> _Records contained in a dataset_:
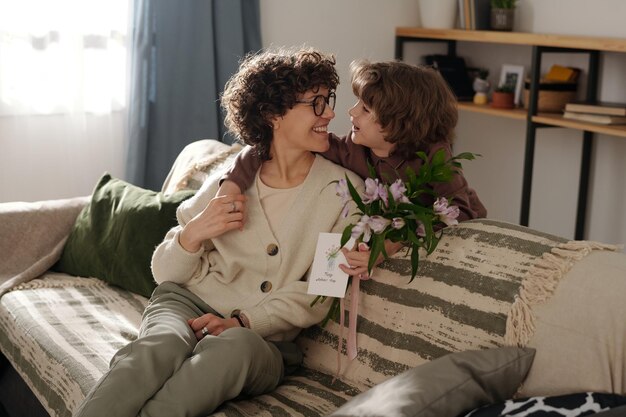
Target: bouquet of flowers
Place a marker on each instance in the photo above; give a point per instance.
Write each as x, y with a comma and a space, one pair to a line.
395, 211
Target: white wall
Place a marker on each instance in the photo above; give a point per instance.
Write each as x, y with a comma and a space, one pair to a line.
35, 167
32, 168
353, 29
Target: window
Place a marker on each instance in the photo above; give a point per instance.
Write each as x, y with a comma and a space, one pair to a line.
62, 56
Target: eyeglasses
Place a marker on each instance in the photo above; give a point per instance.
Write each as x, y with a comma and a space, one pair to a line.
320, 102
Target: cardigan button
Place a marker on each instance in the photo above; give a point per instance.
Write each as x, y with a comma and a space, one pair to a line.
272, 249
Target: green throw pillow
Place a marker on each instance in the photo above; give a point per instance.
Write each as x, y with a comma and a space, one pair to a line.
116, 233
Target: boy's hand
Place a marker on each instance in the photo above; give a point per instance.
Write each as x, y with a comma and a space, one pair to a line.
221, 215
231, 188
358, 259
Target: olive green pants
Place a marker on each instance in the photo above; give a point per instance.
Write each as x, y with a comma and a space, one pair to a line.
166, 371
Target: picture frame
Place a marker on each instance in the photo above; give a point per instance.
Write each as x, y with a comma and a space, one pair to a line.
513, 74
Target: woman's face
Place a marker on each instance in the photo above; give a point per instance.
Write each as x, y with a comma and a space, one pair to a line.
366, 130
301, 127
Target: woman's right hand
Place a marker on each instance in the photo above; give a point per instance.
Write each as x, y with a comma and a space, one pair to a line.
222, 214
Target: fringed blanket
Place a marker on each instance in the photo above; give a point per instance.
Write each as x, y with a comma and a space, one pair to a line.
475, 291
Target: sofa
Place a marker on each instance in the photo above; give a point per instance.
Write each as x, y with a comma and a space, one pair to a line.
499, 318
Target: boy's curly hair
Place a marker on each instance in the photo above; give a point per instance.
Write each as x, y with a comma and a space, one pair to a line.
268, 84
413, 104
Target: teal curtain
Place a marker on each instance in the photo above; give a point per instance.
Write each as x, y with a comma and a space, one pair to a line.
182, 54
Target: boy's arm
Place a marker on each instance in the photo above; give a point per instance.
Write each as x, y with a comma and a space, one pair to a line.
346, 153
241, 173
462, 195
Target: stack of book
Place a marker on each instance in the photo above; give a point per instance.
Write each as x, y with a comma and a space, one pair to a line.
600, 112
474, 14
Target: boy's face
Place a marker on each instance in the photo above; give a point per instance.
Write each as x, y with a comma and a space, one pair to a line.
366, 130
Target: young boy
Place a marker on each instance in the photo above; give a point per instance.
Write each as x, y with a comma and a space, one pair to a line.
401, 109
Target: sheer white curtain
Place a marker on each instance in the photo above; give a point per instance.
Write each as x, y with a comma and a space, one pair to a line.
63, 70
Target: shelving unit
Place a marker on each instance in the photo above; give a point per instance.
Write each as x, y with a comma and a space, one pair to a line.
540, 43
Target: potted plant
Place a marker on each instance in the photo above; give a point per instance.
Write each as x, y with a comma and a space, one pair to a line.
503, 97
502, 14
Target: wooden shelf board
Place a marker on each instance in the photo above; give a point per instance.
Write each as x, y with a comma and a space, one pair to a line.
517, 38
518, 114
555, 119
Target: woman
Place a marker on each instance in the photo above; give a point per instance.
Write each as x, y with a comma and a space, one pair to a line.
230, 302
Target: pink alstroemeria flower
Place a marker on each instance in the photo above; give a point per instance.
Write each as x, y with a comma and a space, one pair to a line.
421, 230
398, 191
447, 214
342, 191
372, 192
367, 225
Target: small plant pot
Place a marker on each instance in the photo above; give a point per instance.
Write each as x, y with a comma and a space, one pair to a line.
502, 100
502, 19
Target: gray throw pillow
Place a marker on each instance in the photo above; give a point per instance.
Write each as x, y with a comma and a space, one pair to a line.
447, 386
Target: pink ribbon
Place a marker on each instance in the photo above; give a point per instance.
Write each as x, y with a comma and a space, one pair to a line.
351, 347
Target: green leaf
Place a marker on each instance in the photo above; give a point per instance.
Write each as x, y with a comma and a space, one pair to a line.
415, 259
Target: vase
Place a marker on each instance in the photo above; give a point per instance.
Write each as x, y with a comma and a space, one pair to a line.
438, 14
502, 19
502, 100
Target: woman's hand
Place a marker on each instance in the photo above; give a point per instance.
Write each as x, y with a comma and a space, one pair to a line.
221, 215
211, 324
231, 188
357, 261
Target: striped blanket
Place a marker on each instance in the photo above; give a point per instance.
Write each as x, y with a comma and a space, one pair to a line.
60, 332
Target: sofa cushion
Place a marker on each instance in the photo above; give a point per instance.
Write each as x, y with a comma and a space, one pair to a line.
580, 331
445, 387
458, 301
115, 234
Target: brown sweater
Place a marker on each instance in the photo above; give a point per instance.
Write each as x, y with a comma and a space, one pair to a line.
355, 157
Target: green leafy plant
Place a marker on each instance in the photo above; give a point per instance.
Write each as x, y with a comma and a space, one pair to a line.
396, 212
503, 4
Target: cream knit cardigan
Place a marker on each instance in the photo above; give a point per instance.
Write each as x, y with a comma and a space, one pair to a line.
229, 271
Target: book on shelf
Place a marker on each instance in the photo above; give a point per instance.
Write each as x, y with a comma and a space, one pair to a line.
474, 14
611, 109
603, 119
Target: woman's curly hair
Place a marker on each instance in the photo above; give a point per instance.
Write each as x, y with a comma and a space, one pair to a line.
413, 104
267, 85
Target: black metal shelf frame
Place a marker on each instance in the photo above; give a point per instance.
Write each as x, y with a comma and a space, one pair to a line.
531, 126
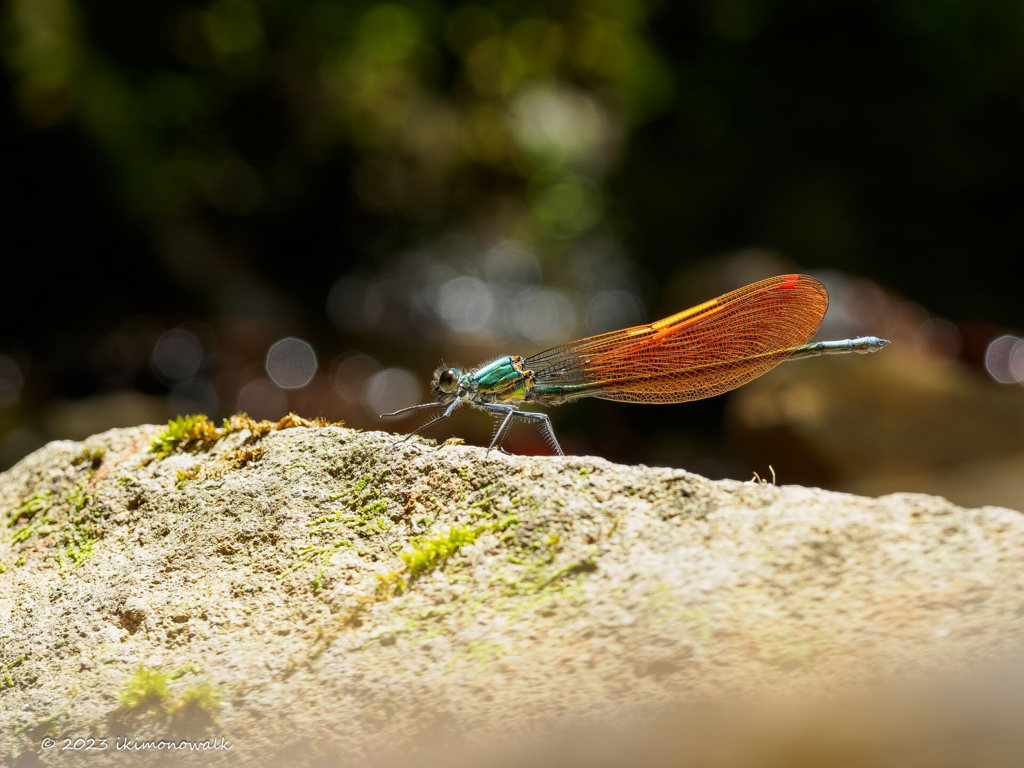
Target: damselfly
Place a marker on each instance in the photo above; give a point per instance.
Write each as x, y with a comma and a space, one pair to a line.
699, 352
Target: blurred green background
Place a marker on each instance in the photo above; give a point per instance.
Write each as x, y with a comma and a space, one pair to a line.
267, 206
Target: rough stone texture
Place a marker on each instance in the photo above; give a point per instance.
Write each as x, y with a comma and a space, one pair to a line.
591, 588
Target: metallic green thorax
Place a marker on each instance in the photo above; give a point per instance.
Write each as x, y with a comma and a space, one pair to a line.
500, 381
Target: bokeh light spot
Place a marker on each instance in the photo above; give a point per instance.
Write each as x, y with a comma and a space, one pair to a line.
546, 315
262, 399
466, 304
1005, 359
177, 355
390, 389
291, 363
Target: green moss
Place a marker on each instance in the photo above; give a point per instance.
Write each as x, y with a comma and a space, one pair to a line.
428, 553
146, 689
36, 504
485, 652
202, 698
185, 432
311, 553
365, 513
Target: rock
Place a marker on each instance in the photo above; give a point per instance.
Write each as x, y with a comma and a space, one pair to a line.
352, 591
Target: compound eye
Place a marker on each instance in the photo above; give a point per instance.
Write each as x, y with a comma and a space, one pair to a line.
446, 382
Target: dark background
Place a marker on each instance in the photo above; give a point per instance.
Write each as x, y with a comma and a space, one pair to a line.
186, 184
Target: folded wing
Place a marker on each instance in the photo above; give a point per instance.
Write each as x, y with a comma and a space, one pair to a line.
699, 352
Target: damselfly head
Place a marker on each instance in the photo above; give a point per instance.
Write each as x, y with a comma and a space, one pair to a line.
445, 381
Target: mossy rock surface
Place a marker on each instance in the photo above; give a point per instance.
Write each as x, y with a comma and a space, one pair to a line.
322, 586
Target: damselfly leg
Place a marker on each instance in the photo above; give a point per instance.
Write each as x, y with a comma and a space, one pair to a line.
511, 413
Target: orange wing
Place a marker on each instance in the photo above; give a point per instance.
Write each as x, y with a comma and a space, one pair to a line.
699, 352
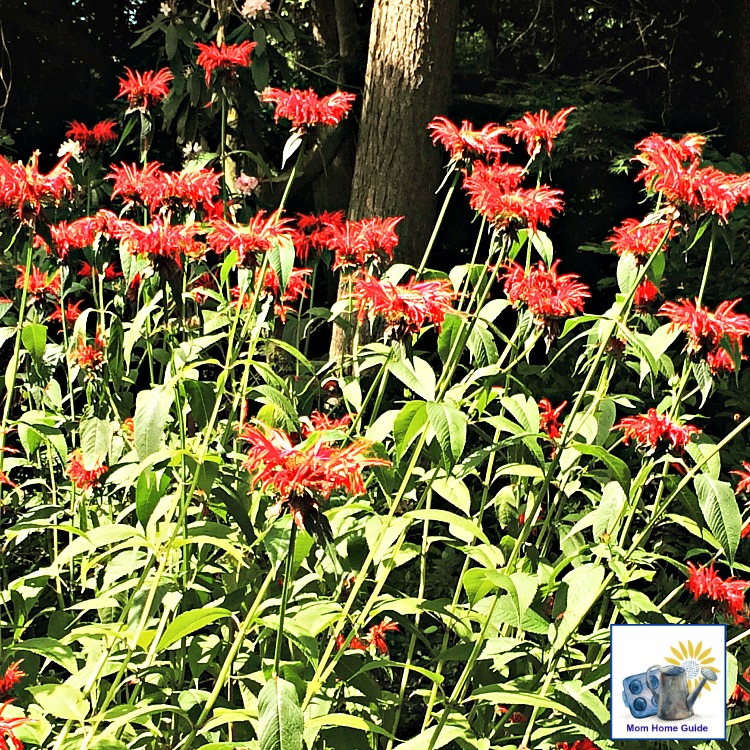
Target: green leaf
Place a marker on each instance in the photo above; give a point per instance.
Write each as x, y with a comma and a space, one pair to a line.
609, 512
202, 399
149, 489
151, 414
281, 258
280, 719
409, 423
719, 508
575, 597
34, 339
96, 436
51, 649
449, 425
416, 375
188, 622
62, 701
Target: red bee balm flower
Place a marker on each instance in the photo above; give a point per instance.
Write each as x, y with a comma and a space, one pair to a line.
547, 295
91, 138
641, 240
301, 474
706, 329
144, 89
83, 478
656, 430
465, 142
376, 635
549, 418
305, 108
8, 726
226, 57
538, 129
12, 676
406, 308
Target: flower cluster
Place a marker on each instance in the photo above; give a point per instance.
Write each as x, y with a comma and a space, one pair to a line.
405, 307
84, 478
306, 108
375, 638
656, 431
25, 189
539, 129
301, 475
91, 138
641, 239
729, 593
673, 169
224, 57
143, 90
707, 330
548, 296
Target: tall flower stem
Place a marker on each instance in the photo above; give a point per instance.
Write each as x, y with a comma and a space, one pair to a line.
288, 570
438, 223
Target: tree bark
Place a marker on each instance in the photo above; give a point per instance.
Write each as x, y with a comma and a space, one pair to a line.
407, 84
397, 168
741, 82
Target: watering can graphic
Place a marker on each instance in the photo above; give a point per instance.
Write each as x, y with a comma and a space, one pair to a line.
671, 691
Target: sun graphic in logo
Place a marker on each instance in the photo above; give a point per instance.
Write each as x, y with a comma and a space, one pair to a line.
692, 659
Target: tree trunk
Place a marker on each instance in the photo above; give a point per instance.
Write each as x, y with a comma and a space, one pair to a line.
741, 82
407, 83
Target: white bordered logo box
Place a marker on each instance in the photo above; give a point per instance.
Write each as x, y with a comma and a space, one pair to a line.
668, 682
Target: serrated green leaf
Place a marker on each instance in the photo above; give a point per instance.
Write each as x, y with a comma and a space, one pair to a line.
280, 718
449, 425
188, 622
720, 511
150, 420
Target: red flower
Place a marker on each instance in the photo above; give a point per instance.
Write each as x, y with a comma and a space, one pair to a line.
376, 635
744, 483
72, 312
465, 142
706, 329
492, 193
90, 357
549, 418
39, 283
303, 474
257, 237
8, 726
318, 422
405, 307
305, 108
25, 189
673, 168
354, 643
639, 239
160, 241
739, 694
356, 243
314, 232
224, 57
547, 295
645, 294
144, 89
656, 430
91, 138
536, 129
83, 478
730, 593
12, 676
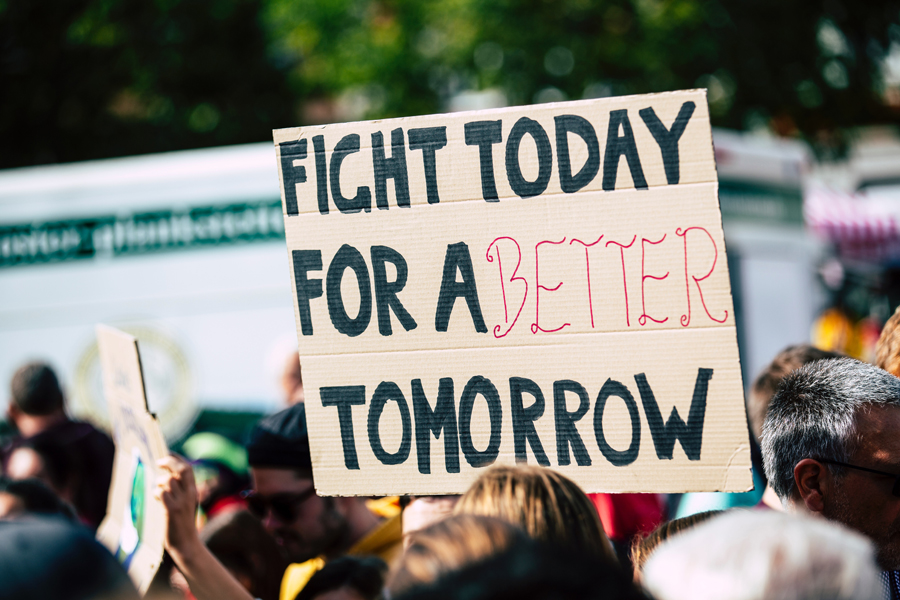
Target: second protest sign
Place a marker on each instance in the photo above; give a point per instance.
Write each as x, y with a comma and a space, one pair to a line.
540, 284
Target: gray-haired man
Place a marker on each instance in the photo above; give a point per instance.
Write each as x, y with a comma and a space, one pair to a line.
831, 446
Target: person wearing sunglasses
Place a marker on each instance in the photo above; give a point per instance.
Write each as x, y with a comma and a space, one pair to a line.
831, 447
310, 529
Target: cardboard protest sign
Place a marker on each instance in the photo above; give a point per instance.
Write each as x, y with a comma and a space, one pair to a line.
542, 284
134, 527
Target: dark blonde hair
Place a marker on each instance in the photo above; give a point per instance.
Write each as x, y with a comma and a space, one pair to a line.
449, 545
643, 546
546, 505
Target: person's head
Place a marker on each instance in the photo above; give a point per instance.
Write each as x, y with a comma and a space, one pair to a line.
644, 546
48, 461
284, 496
347, 578
422, 511
546, 505
220, 467
240, 542
839, 411
292, 379
764, 555
35, 391
532, 570
449, 545
50, 558
766, 383
887, 350
31, 497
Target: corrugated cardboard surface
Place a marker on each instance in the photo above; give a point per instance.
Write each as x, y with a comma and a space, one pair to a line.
583, 285
137, 437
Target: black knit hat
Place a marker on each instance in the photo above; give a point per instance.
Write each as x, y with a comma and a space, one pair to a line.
281, 440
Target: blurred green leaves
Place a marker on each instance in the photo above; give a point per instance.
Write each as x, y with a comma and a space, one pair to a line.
93, 78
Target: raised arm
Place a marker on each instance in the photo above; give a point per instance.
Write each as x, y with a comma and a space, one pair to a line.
206, 576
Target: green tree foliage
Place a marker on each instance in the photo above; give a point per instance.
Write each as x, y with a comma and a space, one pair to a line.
92, 78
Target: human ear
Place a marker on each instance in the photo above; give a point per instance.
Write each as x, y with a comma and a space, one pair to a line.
811, 480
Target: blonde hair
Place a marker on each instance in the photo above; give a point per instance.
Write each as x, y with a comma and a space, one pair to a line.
887, 350
546, 505
643, 546
449, 545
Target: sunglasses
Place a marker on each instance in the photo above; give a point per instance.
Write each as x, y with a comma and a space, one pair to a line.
284, 507
895, 490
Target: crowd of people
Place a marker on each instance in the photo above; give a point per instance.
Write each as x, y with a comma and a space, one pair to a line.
244, 521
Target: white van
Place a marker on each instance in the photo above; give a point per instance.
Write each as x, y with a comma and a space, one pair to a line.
186, 251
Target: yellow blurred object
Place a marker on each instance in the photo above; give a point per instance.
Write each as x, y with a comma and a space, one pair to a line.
387, 507
833, 330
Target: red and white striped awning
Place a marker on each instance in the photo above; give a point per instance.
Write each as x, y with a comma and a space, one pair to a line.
863, 225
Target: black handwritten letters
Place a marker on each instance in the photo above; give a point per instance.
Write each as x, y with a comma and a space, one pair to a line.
449, 416
386, 156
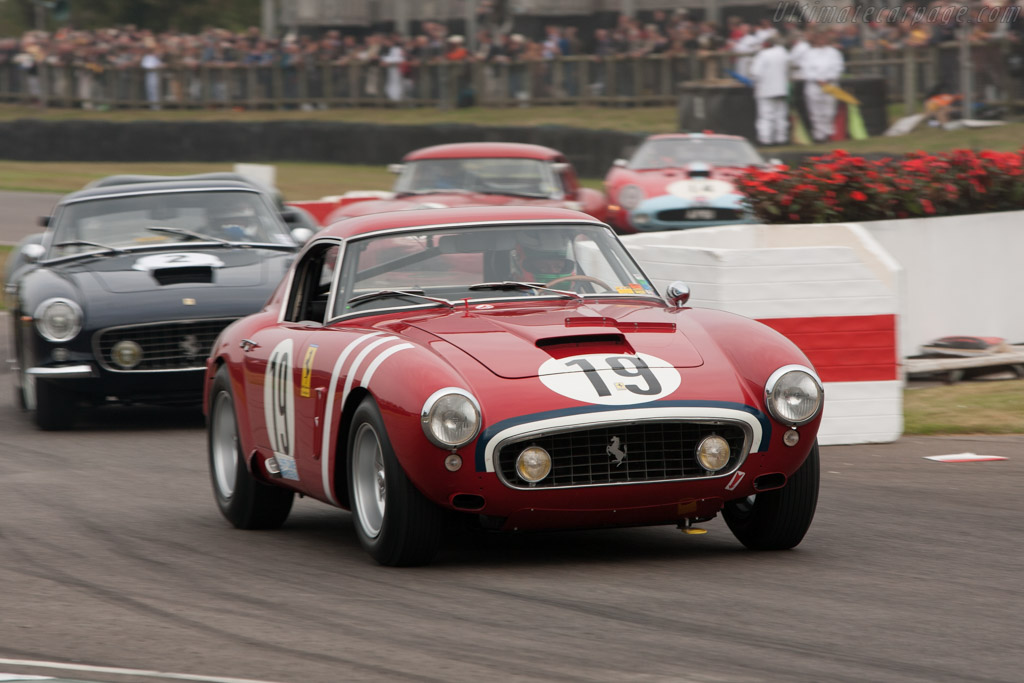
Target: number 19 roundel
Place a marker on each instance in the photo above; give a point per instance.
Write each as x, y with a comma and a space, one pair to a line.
609, 379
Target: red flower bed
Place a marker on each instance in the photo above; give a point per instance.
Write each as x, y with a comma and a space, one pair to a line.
842, 187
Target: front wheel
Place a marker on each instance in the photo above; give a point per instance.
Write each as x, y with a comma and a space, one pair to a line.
394, 522
777, 519
244, 501
54, 407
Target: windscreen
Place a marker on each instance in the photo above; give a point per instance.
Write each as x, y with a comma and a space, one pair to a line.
678, 153
482, 262
138, 221
526, 177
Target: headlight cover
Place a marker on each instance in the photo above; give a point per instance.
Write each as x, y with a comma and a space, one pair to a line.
58, 319
451, 418
630, 197
794, 395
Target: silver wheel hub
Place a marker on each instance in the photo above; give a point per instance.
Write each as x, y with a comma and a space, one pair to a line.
369, 480
224, 445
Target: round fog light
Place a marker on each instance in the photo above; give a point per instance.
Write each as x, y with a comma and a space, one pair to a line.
127, 353
532, 464
714, 453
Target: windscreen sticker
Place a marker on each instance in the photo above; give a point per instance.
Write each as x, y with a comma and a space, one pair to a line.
609, 379
279, 407
176, 260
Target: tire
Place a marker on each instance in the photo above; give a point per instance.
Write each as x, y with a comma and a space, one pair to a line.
777, 519
244, 501
54, 406
394, 522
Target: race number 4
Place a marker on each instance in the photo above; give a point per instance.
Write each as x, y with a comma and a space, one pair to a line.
610, 380
279, 407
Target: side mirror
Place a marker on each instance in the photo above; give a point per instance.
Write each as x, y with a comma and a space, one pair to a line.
678, 294
32, 253
301, 235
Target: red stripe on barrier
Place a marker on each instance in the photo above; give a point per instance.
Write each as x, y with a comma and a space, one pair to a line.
845, 348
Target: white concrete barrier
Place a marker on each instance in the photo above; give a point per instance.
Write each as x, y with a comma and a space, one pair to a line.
832, 289
963, 275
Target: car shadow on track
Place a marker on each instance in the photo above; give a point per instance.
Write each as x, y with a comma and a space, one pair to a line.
471, 548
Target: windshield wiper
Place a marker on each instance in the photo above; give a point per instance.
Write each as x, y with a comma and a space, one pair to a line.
505, 193
194, 236
370, 296
435, 190
508, 285
86, 243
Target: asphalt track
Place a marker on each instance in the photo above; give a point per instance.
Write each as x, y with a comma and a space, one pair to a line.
113, 555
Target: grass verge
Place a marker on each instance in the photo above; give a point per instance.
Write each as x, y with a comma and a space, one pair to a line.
968, 408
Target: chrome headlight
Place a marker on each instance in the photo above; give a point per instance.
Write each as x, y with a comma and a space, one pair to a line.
451, 418
630, 197
794, 395
58, 319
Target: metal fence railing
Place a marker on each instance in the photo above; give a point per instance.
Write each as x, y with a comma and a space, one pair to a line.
652, 80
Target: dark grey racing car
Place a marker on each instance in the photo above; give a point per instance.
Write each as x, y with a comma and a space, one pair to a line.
129, 287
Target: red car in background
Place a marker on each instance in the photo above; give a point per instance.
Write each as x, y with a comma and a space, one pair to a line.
472, 174
678, 181
512, 366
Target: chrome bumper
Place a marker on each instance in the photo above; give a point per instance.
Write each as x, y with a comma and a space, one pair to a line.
62, 372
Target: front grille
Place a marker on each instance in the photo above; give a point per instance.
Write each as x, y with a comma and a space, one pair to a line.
683, 215
177, 345
653, 452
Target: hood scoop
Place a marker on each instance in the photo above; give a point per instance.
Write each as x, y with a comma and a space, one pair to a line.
582, 340
188, 274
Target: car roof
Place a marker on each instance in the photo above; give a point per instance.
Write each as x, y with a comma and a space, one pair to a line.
159, 186
132, 178
484, 150
695, 136
428, 217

> _Exercise description_: Repeat the line that contains "Target: grass verge", then every line after it until the records end, with nothing added.

> _The reply_:
Target: grass verge
Place a marker on each instance in the photo above; give a point per instance.
Write each as x, y with a comma and a space, one pair to a line.
968, 408
Target: chrome headlight
Place a marker on each instance in the photo above; give a point per instance.
Write each as x, y with a comma and a space, one pair to a line.
451, 418
630, 197
794, 395
58, 319
Target: metal fence railing
Place a marker on each instance in the photo above; give a point per instance.
Write each as x, y with a comma and a space, one pair to a line.
652, 80
Target: dark grey racing car
Place a marker on each instance in the photo above; give a point per instance.
Write each as x, y with a comma and a space, one pair to a line.
129, 287
Target: red car in background
Place a marker on each instance in the photo above; give a point per instance.
Write each as x, y with a comma and a space, one pair to a line.
472, 174
678, 181
512, 366
Target: chrome bumper
Place a marker on each instance in the photo above; give a point per instance.
Write each as x, y with a comma and a space, one pair to a line.
62, 372
Target: front grille
Place a marker on each instance in the photo above; give a point per instance.
Write each as x, y with a comma and a space, one pair to a line.
683, 215
177, 345
653, 452
Target: hood scoop
Place a marker on each instance in the photo above; give a point per instance.
Write each as x, y with a comma and a space, one pair to a line.
582, 340
188, 274
Target: car roof
Place a marker on each instance in the photo above; give a point per instance.
Write each as x, y with a comma and a space, one pair to a line.
159, 186
132, 178
484, 150
695, 136
428, 217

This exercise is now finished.